### DATASET ENTRIES
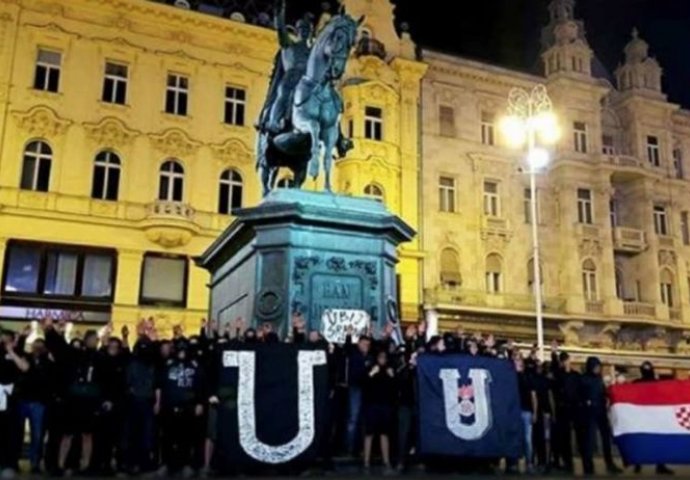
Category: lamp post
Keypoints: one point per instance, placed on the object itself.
(530, 122)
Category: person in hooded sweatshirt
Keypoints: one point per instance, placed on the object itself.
(83, 399)
(140, 398)
(180, 399)
(108, 440)
(595, 418)
(647, 375)
(11, 366)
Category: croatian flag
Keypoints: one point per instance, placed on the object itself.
(651, 422)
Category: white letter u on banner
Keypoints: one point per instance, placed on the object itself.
(246, 411)
(482, 403)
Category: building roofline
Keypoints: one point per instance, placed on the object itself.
(461, 61)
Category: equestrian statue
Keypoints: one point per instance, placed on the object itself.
(303, 108)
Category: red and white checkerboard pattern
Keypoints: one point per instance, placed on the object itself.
(683, 417)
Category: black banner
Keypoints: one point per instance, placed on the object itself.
(273, 406)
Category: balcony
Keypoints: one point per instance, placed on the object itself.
(637, 309)
(675, 314)
(594, 307)
(666, 241)
(625, 161)
(587, 231)
(630, 240)
(170, 224)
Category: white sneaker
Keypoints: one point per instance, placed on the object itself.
(8, 473)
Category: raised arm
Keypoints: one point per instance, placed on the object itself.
(281, 27)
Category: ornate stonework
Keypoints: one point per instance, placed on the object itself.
(233, 152)
(174, 143)
(41, 121)
(110, 132)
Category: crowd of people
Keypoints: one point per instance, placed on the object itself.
(102, 406)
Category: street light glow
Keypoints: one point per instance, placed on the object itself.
(538, 158)
(514, 130)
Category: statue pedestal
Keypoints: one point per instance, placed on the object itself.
(306, 252)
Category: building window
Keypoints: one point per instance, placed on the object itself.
(106, 176)
(231, 188)
(653, 155)
(487, 128)
(446, 191)
(447, 121)
(660, 220)
(685, 227)
(171, 188)
(286, 182)
(450, 268)
(589, 281)
(666, 285)
(177, 95)
(373, 123)
(374, 192)
(44, 270)
(530, 276)
(115, 83)
(608, 146)
(584, 206)
(678, 163)
(494, 277)
(164, 280)
(36, 167)
(527, 205)
(47, 76)
(580, 137)
(492, 204)
(613, 212)
(235, 105)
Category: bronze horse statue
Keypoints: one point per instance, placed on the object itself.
(313, 120)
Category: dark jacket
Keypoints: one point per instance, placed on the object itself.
(593, 389)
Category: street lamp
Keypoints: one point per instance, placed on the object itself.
(530, 122)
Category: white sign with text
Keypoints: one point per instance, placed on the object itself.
(335, 324)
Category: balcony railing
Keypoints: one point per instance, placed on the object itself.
(629, 239)
(596, 307)
(586, 230)
(666, 241)
(675, 314)
(172, 210)
(637, 309)
(625, 161)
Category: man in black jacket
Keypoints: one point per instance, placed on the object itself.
(180, 398)
(567, 399)
(595, 417)
(83, 401)
(647, 375)
(11, 365)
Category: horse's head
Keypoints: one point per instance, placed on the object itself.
(335, 43)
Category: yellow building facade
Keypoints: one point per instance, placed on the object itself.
(613, 205)
(126, 141)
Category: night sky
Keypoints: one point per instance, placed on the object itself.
(507, 32)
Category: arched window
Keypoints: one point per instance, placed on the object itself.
(620, 283)
(231, 187)
(589, 281)
(375, 192)
(38, 157)
(171, 182)
(106, 176)
(667, 284)
(494, 274)
(530, 275)
(450, 268)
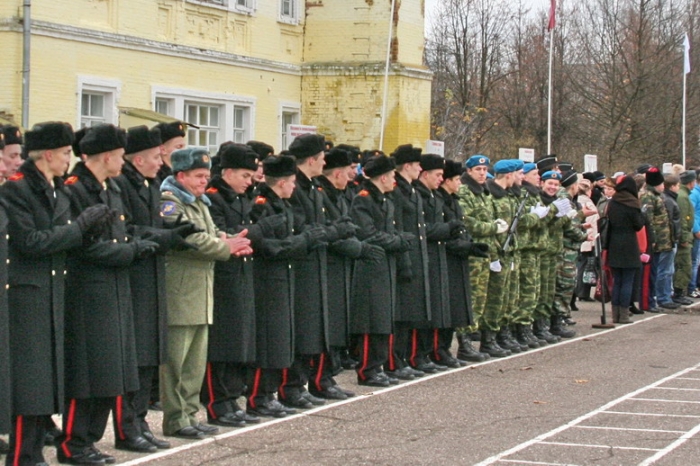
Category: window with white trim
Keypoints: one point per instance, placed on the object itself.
(288, 11)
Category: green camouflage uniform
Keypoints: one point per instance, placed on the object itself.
(531, 243)
(683, 262)
(573, 236)
(479, 221)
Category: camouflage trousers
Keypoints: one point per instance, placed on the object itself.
(513, 295)
(683, 263)
(565, 283)
(479, 280)
(548, 276)
(529, 287)
(497, 296)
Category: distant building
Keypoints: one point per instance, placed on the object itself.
(237, 69)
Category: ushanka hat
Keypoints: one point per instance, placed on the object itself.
(306, 145)
(238, 156)
(378, 165)
(48, 135)
(279, 166)
(183, 160)
(103, 138)
(140, 138)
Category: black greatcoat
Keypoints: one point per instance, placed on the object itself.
(340, 258)
(232, 336)
(141, 200)
(413, 286)
(5, 387)
(100, 347)
(438, 233)
(310, 273)
(373, 299)
(457, 269)
(41, 232)
(273, 279)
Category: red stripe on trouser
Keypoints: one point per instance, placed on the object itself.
(319, 373)
(285, 376)
(18, 440)
(414, 346)
(120, 417)
(436, 344)
(210, 390)
(69, 429)
(392, 362)
(365, 350)
(256, 387)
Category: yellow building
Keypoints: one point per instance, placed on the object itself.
(238, 69)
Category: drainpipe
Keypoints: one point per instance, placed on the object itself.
(26, 44)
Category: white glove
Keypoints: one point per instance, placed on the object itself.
(501, 226)
(540, 210)
(563, 206)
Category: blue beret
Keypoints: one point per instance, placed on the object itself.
(528, 167)
(551, 175)
(505, 166)
(476, 160)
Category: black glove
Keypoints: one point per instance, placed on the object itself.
(94, 217)
(315, 237)
(372, 253)
(274, 226)
(144, 248)
(456, 228)
(479, 250)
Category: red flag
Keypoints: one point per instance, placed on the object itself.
(552, 15)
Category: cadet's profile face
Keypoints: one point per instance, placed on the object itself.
(12, 157)
(550, 187)
(478, 173)
(195, 181)
(149, 162)
(432, 178)
(58, 160)
(532, 177)
(170, 146)
(114, 160)
(238, 179)
(287, 184)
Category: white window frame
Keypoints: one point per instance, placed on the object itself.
(179, 97)
(287, 107)
(292, 18)
(111, 90)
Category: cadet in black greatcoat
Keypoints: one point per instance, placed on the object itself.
(140, 196)
(100, 350)
(41, 232)
(373, 299)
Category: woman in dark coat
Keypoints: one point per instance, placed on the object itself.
(625, 217)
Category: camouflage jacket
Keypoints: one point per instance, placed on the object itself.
(657, 216)
(479, 217)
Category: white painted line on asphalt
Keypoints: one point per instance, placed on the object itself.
(587, 445)
(629, 429)
(660, 400)
(603, 409)
(684, 438)
(626, 413)
(266, 423)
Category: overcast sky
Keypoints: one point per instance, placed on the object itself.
(431, 6)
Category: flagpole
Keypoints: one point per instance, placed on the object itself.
(549, 100)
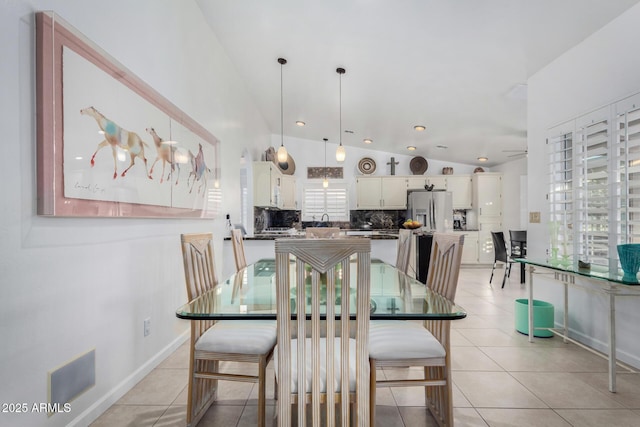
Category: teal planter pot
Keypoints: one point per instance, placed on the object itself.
(542, 317)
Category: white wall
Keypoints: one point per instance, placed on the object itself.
(308, 153)
(595, 73)
(69, 285)
(514, 172)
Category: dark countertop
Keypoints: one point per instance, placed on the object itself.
(376, 235)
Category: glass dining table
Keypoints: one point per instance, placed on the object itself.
(250, 294)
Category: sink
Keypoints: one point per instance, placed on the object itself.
(361, 232)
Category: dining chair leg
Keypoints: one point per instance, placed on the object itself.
(506, 271)
(372, 392)
(492, 269)
(262, 394)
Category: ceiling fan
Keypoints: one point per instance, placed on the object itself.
(517, 153)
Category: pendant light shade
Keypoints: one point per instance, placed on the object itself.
(340, 152)
(282, 152)
(325, 181)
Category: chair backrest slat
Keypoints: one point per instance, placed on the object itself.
(238, 249)
(499, 246)
(323, 290)
(404, 249)
(444, 268)
(199, 272)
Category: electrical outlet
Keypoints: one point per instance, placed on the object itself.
(147, 326)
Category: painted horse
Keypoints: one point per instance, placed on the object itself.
(115, 136)
(199, 169)
(165, 152)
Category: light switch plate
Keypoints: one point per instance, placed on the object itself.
(534, 217)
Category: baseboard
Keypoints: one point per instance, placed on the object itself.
(623, 356)
(94, 411)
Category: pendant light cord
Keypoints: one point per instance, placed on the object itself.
(340, 108)
(281, 108)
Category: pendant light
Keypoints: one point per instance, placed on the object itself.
(340, 153)
(282, 152)
(325, 181)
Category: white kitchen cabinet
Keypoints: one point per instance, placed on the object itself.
(470, 247)
(288, 192)
(389, 192)
(416, 182)
(266, 185)
(439, 182)
(487, 195)
(460, 188)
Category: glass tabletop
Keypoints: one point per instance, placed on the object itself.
(594, 271)
(251, 294)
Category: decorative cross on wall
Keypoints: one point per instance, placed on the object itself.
(393, 164)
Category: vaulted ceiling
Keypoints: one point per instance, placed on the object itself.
(457, 67)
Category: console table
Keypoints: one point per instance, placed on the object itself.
(596, 279)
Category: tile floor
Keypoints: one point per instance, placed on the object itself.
(500, 379)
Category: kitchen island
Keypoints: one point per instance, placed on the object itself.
(259, 246)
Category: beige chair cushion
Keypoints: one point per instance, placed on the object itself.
(323, 364)
(397, 339)
(239, 336)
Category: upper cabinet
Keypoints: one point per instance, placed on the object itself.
(416, 182)
(288, 192)
(487, 194)
(388, 192)
(439, 182)
(267, 180)
(460, 187)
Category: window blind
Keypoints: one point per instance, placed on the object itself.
(332, 201)
(592, 209)
(628, 174)
(561, 179)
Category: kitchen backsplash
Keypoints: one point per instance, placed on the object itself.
(378, 220)
(375, 220)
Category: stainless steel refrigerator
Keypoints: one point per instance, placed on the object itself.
(434, 209)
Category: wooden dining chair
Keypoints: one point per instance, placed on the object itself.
(404, 250)
(222, 341)
(322, 232)
(238, 249)
(401, 344)
(336, 363)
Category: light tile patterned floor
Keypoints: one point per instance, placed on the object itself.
(500, 379)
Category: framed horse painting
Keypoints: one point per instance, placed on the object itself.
(109, 145)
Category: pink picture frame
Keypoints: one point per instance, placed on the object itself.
(108, 144)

### SHORT TASK
Every line from the one containing "Category: white kitchen cabinet" through the last line of the entries must be written out verbatim, and no other line.

### SOLUTION TO THIS TASK
Category: white kitchen cabinet
Keypoints: one point per instance, placed on the object itself.
(470, 247)
(288, 192)
(389, 192)
(416, 182)
(266, 185)
(439, 182)
(487, 195)
(460, 188)
Category: glass tabletop
Keypoints: one point per instance, placed on the object itself.
(594, 271)
(251, 294)
Category: decorative cross on wall
Keypoints: one point per instance, placed on the object itself.
(393, 164)
Category: vaulted ceiling
Keypoints: one point per instance, placed on the object itself.
(457, 67)
Category: console table
Keypoints: one point per instance, placed on the object itself.
(596, 279)
Category: tile floor
Keypoints: one point per instance, placed on the object itself.
(500, 379)
Category: kitchen island
Keypoints: one point per instance, placed on the object itself.
(259, 246)
Category: beige chair cushion
Keypoints: one point per instance, placed on the object itself.
(323, 364)
(397, 339)
(239, 336)
Category: upper cabinet
Keypoints: one point per instance, placed on the object itself.
(416, 182)
(288, 192)
(487, 194)
(388, 192)
(439, 182)
(267, 180)
(460, 187)
Category: window blind
Keypoints: one point per instance, placed on the object itself.
(332, 201)
(592, 209)
(628, 174)
(561, 179)
Category: kitchen backsplash
Keypoints: one point per instance, placed on the object itself.
(378, 220)
(375, 220)
Category: stainless steel refrigerator
Keypoints: one point per instance, placed on the object itself.
(434, 209)
Category: wooden dining chair
Keypoints: one point per instance, placed on the object itself.
(404, 250)
(222, 341)
(322, 232)
(238, 249)
(401, 344)
(336, 363)
Category: light tile patterned floor
Keypoints: one point per instance, placed on the object itself.
(500, 379)
Category: framed horse painting
Keypoints: one point per instance, placed on the object itself.
(109, 145)
Category: pink picture frame
Keypoints: one point per instance, placed on the object itself.
(108, 144)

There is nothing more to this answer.